GIVEN REQUEST:
Extract each line of the data below that contains the string "polka". Case counts.

(Raw records)
▼▼▼
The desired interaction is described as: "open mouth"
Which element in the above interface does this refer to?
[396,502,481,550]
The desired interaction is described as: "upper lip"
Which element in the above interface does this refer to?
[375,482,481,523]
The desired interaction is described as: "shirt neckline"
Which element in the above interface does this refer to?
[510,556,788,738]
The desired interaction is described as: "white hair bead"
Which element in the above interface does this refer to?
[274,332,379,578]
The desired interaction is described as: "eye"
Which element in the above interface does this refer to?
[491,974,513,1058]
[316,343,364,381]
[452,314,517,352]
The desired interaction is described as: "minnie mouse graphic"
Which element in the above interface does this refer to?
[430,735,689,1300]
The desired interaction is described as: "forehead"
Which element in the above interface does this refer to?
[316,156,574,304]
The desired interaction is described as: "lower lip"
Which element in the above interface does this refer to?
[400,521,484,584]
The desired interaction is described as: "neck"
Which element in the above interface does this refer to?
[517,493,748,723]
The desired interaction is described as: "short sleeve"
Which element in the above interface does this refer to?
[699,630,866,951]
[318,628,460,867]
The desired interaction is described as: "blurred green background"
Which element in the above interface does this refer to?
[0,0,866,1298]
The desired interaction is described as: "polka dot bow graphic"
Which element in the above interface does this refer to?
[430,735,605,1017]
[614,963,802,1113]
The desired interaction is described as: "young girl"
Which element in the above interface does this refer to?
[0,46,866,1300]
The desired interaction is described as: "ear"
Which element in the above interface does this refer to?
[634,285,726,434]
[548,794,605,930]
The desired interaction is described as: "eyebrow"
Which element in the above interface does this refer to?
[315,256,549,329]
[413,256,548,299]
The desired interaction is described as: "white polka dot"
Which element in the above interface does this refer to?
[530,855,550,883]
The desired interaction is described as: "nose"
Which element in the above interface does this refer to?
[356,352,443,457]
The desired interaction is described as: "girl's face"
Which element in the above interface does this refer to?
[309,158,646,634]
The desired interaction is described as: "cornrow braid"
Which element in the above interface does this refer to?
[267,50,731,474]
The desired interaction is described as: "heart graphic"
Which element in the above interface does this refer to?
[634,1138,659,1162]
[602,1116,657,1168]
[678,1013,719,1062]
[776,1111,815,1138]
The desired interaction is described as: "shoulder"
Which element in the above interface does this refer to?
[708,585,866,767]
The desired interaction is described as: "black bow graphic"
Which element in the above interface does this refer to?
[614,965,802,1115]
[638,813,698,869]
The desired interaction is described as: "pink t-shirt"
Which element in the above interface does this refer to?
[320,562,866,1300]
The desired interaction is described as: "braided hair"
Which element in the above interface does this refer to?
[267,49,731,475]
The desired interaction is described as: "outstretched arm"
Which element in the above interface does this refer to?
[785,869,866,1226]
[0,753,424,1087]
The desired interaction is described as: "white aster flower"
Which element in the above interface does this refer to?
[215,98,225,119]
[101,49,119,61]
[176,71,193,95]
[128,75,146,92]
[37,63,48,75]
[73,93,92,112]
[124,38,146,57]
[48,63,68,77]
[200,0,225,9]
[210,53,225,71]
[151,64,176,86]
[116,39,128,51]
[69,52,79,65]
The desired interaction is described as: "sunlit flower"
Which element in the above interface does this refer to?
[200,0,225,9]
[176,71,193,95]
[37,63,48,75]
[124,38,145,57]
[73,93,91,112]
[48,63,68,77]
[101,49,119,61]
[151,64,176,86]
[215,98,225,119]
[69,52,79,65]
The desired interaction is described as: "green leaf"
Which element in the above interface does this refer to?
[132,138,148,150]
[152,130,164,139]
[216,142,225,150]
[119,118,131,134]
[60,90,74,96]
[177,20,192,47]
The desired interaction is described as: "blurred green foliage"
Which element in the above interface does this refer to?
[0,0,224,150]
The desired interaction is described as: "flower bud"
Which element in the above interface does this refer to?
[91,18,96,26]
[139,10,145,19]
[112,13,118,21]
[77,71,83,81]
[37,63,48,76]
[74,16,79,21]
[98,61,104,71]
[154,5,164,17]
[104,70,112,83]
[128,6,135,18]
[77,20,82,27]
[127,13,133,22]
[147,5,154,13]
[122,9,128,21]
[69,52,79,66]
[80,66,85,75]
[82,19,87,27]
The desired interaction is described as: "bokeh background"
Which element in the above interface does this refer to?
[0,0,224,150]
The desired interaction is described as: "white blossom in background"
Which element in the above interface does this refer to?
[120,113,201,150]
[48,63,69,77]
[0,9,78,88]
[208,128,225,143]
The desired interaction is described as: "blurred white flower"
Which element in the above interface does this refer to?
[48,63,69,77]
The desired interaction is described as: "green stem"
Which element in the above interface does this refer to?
▲▲▲
COMPLETE OUTPUT:
The desired interaction is described as: "polka dot bow graphic"
The desired interaction is described as: "white polka dot"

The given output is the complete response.